Exercise prompt —
Copy every row below character for character, but leave out the pictures.

◆ ◆ ◆

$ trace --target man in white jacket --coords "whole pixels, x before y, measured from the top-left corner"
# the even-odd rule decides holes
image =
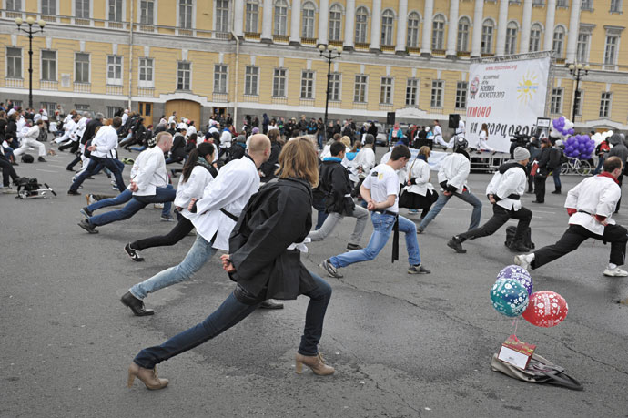
[[[417,233],[425,230],[452,196],[461,199],[473,207],[469,229],[474,229],[480,226],[481,202],[469,190],[467,186],[467,178],[471,172],[471,157],[467,154],[467,146],[466,139],[459,138],[453,146],[453,154],[450,154],[442,159],[439,170],[439,184],[443,189],[443,192],[439,196],[439,199],[436,200],[423,220],[420,221],[419,228],[417,228]]]
[[[619,267],[625,262],[628,230],[616,225],[612,218],[622,195],[617,178],[623,169],[622,160],[610,157],[604,161],[602,174],[585,178],[569,190],[564,204],[569,214],[569,228],[562,237],[555,244],[531,254],[516,256],[515,264],[526,270],[538,269],[575,250],[587,238],[593,238],[611,243],[611,257],[604,276],[628,276],[628,271]]]
[[[523,237],[532,212],[523,208],[521,197],[525,193],[527,176],[525,167],[530,161],[530,151],[522,147],[514,149],[514,161],[502,164],[493,175],[492,179],[486,188],[486,195],[492,205],[492,217],[481,227],[467,232],[455,235],[449,240],[447,246],[456,252],[465,253],[462,242],[467,240],[488,237],[494,234],[508,219],[519,219],[514,240],[509,245],[512,251],[529,251],[530,249],[523,244]]]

◆ ◆ ◆

Answer to this problem —
$ trace --target man in white jacket --coords "whole pixels, x before y, measured from the top-left corner"
# the even-odd rule decides holes
image =
[[[417,233],[425,230],[452,196],[461,199],[473,207],[469,229],[474,229],[480,226],[481,202],[469,190],[467,186],[467,178],[471,172],[471,157],[467,154],[467,146],[466,139],[459,138],[453,146],[453,154],[450,154],[442,159],[439,170],[439,184],[443,189],[443,192],[439,196],[439,199],[436,200],[423,220],[420,221],[419,228],[417,228]]]
[[[619,267],[625,262],[628,230],[616,225],[612,218],[622,195],[617,178],[623,169],[622,160],[610,157],[604,161],[602,174],[585,178],[569,190],[564,204],[569,214],[569,228],[562,237],[555,244],[531,254],[516,256],[515,264],[526,270],[538,269],[575,250],[587,238],[593,238],[611,243],[611,257],[604,276],[628,276],[628,271]]]
[[[523,237],[532,212],[523,208],[521,197],[525,193],[527,176],[525,167],[530,161],[530,151],[522,147],[514,149],[514,161],[502,164],[493,175],[492,179],[486,188],[486,195],[492,205],[492,217],[481,227],[467,232],[455,235],[449,240],[447,246],[456,252],[465,253],[462,242],[467,240],[488,237],[494,234],[508,219],[519,219],[514,240],[509,245],[512,251],[529,251],[530,249],[523,244]]]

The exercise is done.